■ Work to complete
Gather every line in the records that contains the word "blue" and copy each one in full. Case counts, so only matches with the same capital and small letters qualify.

++++

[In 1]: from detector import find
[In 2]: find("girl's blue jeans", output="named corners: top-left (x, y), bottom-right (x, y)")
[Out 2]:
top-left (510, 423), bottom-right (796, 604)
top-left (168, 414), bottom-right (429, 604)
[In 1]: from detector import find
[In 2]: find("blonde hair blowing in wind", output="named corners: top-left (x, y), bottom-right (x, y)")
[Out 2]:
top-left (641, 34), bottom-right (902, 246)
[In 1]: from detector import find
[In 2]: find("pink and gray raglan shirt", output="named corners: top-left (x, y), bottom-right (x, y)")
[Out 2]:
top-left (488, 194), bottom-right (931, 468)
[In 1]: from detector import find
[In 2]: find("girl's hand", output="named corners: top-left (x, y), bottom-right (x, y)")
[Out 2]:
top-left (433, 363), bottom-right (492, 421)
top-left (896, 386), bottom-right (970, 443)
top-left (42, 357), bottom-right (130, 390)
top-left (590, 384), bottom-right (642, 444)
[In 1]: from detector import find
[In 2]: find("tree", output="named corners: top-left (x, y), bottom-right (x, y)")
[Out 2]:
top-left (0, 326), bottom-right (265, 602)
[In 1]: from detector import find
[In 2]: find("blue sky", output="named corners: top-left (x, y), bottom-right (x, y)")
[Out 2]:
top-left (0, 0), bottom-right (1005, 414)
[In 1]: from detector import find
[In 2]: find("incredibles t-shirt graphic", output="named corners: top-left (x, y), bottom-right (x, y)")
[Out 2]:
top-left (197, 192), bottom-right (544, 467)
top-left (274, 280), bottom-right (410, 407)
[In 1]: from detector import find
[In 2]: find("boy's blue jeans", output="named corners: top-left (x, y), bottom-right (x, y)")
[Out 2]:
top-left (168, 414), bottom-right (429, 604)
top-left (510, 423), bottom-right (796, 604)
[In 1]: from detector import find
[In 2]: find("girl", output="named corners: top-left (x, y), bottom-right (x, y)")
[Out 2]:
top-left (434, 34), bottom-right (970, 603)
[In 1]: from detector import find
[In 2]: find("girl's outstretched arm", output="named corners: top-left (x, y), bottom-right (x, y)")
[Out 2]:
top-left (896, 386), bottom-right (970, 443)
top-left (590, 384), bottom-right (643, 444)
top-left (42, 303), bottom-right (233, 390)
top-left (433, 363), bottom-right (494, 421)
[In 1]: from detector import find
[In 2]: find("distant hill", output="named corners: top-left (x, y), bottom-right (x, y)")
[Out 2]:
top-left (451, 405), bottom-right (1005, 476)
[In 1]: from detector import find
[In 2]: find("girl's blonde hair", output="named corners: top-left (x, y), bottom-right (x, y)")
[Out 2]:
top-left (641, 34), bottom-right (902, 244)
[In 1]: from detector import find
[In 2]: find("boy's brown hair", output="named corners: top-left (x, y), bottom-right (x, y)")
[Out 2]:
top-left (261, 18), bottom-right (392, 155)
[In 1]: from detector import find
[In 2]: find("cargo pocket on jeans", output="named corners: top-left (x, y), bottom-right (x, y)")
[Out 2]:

++++

■ Full response
[In 2]: find("girl's blue jeans", output="named corners: top-left (x, y), bottom-right (x, y)")
[In 2]: find("blue sky", output="named corners: top-left (x, y), bottom-right (x, y)")
[In 2]: find("boy's blue jeans", output="named corners: top-left (x, y), bottom-right (x, y)")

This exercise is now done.